(Data entries)
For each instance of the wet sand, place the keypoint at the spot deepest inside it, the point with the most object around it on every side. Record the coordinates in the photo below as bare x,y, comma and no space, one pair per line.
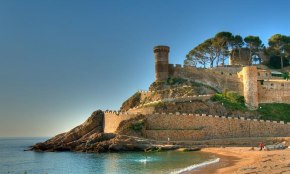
242,160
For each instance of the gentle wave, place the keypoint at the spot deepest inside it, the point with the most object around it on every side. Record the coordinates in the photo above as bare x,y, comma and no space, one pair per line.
189,168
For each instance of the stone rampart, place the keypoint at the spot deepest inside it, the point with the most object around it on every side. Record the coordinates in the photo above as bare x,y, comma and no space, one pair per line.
193,127
273,95
113,119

- **PROBLEM**
Reproduce, with both ends included, the lines from the one holding "For each instance of the stone" to the end of the records above.

- **EXERCISE RESULT**
For each instance of the stone rampart, place the keypoint at the spot deepest inside it, the point with the most object around it on every side. Record the coordinates in the photo above as bare x,y, comma and no space, one pair per line.
193,127
273,95
113,119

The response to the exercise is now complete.